Pull out every line of the entries below that contains the string "Target" and copy each one.

------ Records for processing

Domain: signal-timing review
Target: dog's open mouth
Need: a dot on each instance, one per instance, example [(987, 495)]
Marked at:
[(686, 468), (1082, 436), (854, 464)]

------------
------ Records for processing

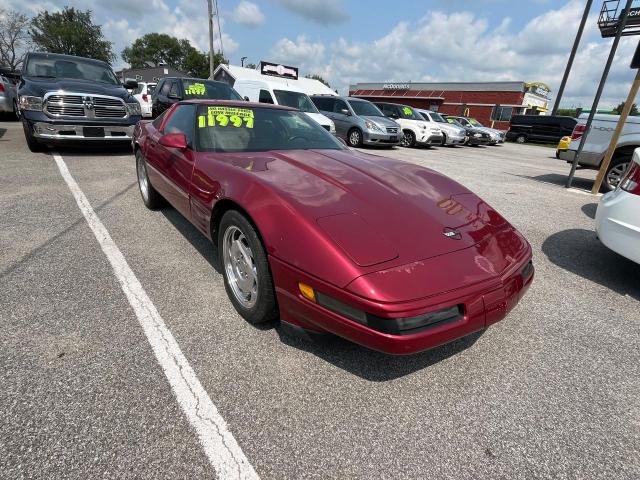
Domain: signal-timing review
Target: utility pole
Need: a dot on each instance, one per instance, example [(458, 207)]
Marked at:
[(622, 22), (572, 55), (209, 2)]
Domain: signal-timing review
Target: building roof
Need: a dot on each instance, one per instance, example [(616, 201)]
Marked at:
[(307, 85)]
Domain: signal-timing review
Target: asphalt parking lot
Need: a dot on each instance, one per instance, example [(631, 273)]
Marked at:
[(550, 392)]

------------
------ Records for processing

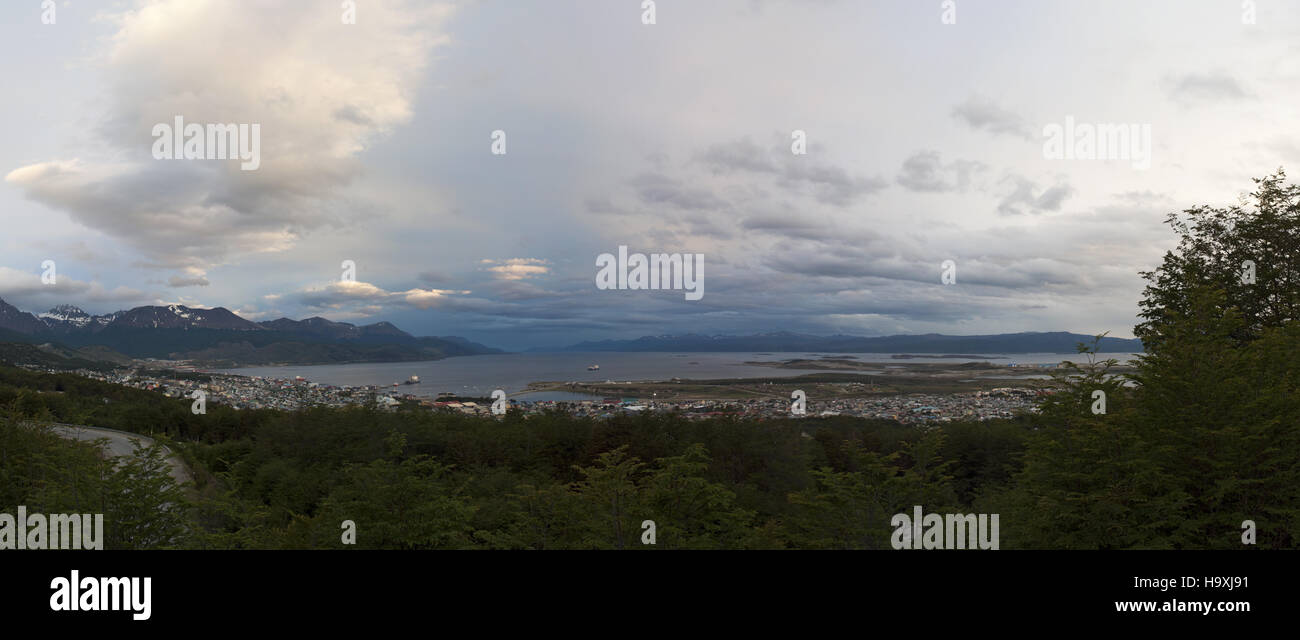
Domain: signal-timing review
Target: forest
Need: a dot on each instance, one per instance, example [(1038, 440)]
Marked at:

------------

Solution to this exercise:
Target: dog's open mouth
Target: utility pole
Target: building roof
Target: asphalt parking lot
Target: forest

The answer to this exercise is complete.